### Challenge
Can you find each line in the rows below that contains the string "cloud" and copy those lines out in full?

### Records shown
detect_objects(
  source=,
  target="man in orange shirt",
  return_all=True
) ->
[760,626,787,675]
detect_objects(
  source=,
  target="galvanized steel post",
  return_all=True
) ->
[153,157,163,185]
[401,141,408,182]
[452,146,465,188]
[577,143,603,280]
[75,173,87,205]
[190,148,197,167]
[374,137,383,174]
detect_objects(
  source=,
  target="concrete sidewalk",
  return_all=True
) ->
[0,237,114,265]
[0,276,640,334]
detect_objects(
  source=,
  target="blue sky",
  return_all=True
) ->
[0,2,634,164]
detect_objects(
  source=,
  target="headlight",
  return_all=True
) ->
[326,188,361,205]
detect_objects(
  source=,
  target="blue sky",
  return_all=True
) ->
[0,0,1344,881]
---
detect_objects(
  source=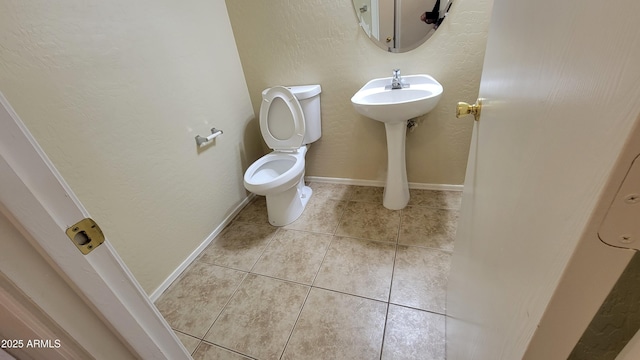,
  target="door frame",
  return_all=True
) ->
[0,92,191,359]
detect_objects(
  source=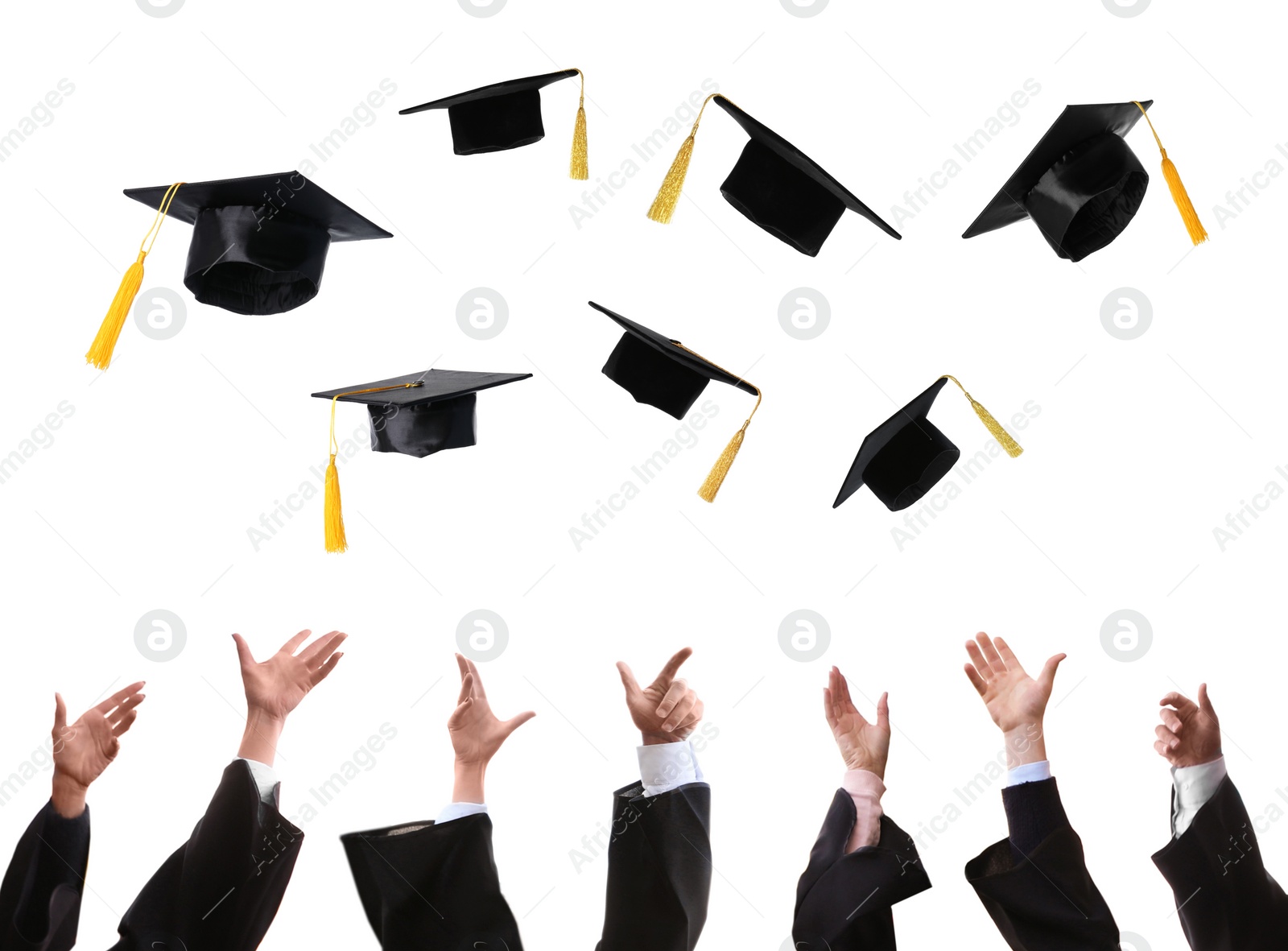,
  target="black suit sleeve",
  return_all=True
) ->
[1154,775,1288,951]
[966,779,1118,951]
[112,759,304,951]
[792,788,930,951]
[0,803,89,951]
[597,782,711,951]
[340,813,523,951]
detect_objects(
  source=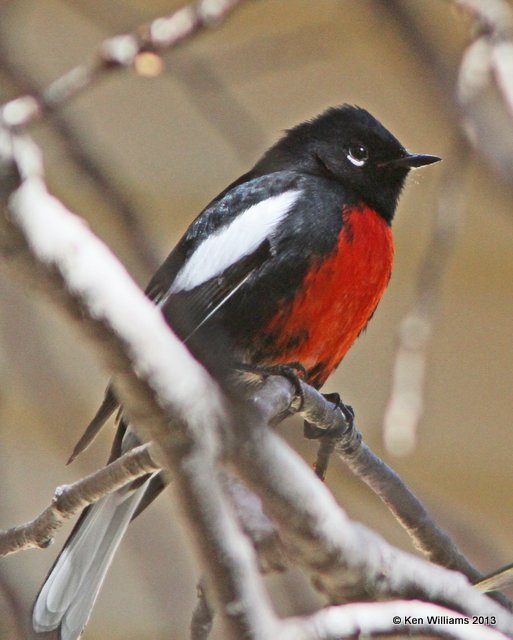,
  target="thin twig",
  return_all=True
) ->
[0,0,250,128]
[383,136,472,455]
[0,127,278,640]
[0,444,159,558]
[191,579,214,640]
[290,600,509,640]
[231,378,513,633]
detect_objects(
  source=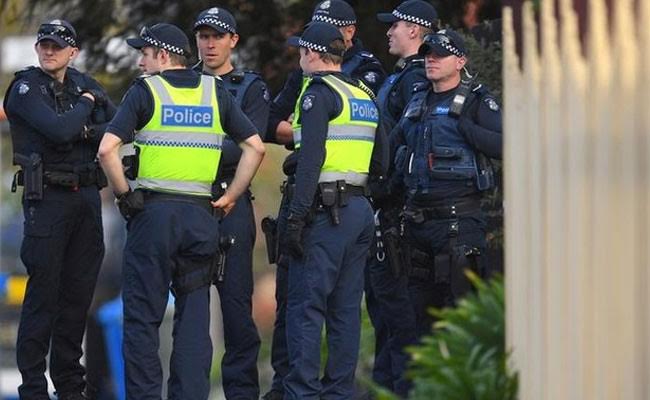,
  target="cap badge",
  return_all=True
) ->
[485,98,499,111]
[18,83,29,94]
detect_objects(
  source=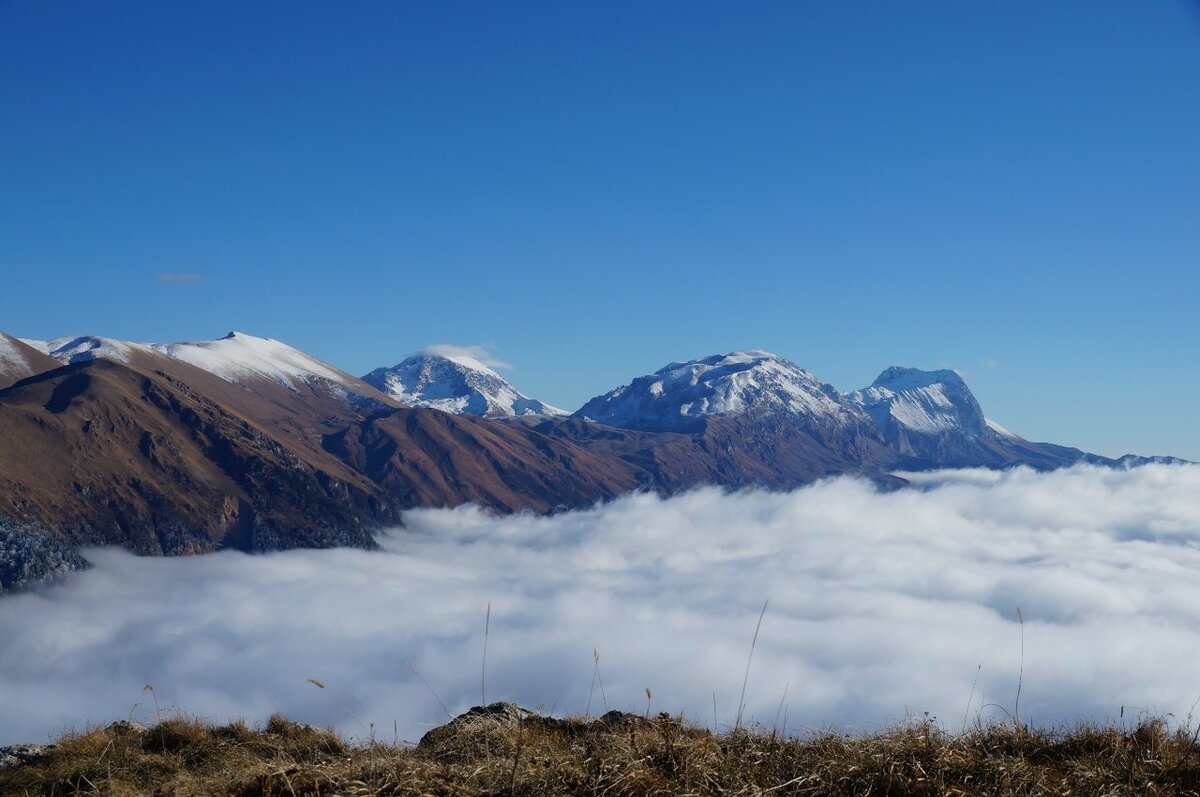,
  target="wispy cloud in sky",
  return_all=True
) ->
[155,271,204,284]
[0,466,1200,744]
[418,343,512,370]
* * *
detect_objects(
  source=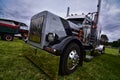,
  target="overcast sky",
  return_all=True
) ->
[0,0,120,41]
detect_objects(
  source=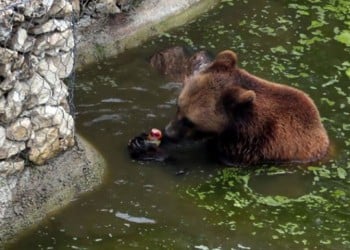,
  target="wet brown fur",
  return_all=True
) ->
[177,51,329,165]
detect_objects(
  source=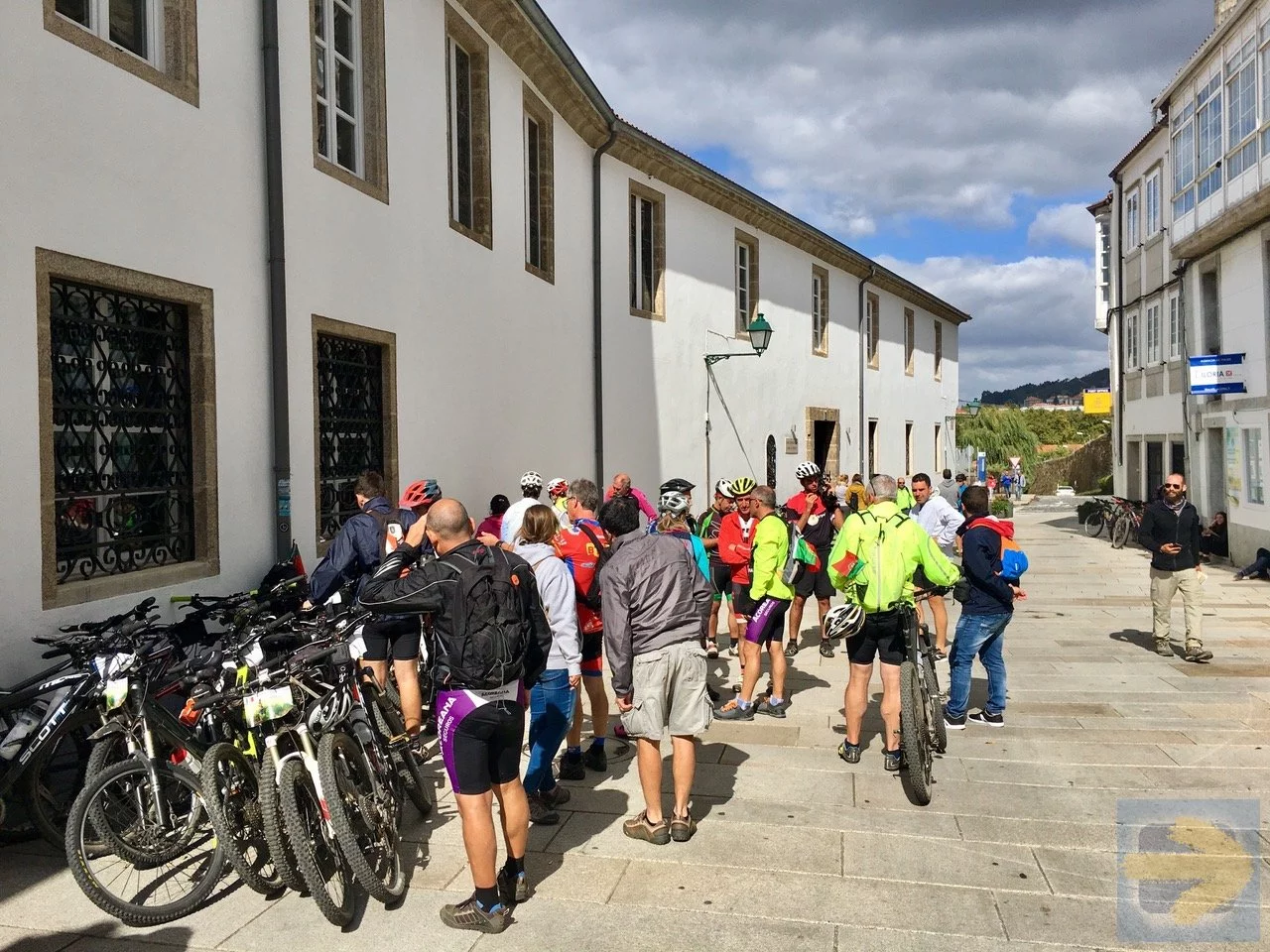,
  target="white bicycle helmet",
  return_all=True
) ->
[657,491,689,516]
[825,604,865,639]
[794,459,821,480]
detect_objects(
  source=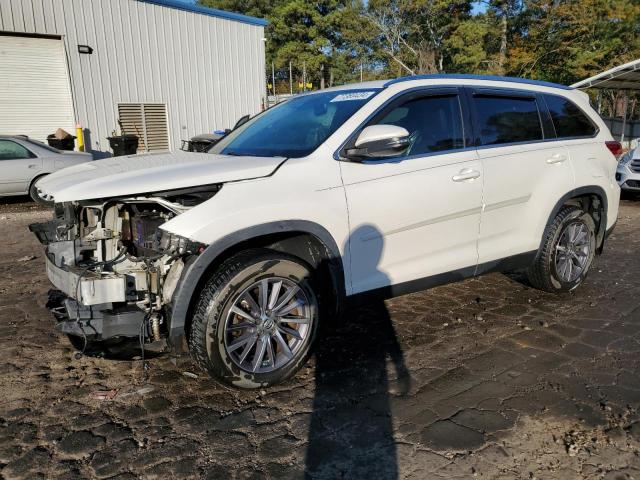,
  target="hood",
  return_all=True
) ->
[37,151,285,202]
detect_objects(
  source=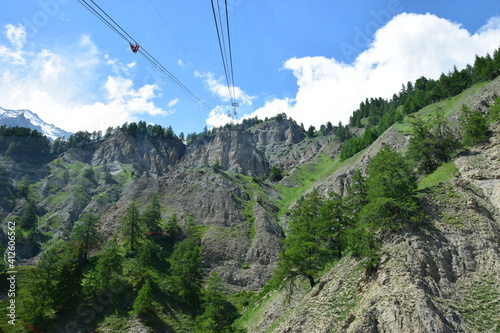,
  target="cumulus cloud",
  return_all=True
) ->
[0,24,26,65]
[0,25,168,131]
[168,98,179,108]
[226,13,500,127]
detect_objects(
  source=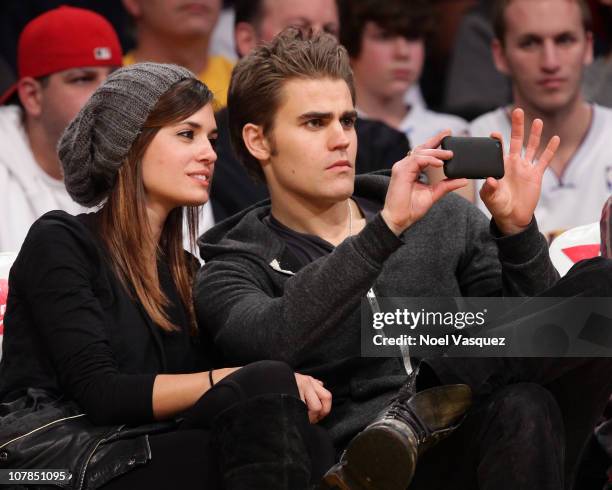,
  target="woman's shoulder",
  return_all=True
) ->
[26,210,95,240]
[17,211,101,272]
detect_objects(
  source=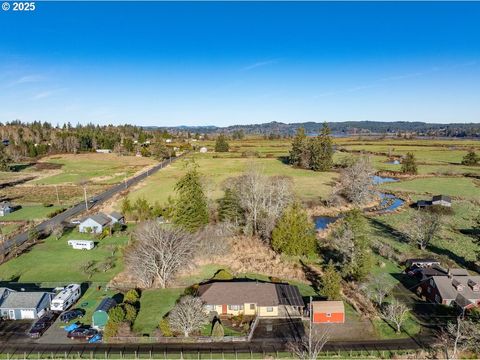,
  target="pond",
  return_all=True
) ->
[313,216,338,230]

### Problem solution
  target="wispy cloud in sky",
  target="cumulus cloud",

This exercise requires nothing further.